Excerpts of pointing data:
>> begin

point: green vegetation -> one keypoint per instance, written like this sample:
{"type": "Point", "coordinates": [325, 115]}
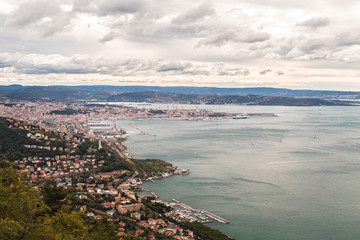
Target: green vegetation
{"type": "Point", "coordinates": [13, 141]}
{"type": "Point", "coordinates": [150, 167]}
{"type": "Point", "coordinates": [206, 232]}
{"type": "Point", "coordinates": [27, 214]}
{"type": "Point", "coordinates": [155, 97]}
{"type": "Point", "coordinates": [68, 111]}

>> end

Your objective:
Quote every line of the entries above word for word, leaving out the pictures.

Output:
point: green vegetation -> one keypoint per instance, written like this sample:
{"type": "Point", "coordinates": [325, 115]}
Target: green vegetation
{"type": "Point", "coordinates": [13, 141]}
{"type": "Point", "coordinates": [150, 167]}
{"type": "Point", "coordinates": [206, 232]}
{"type": "Point", "coordinates": [27, 214]}
{"type": "Point", "coordinates": [155, 97]}
{"type": "Point", "coordinates": [68, 111]}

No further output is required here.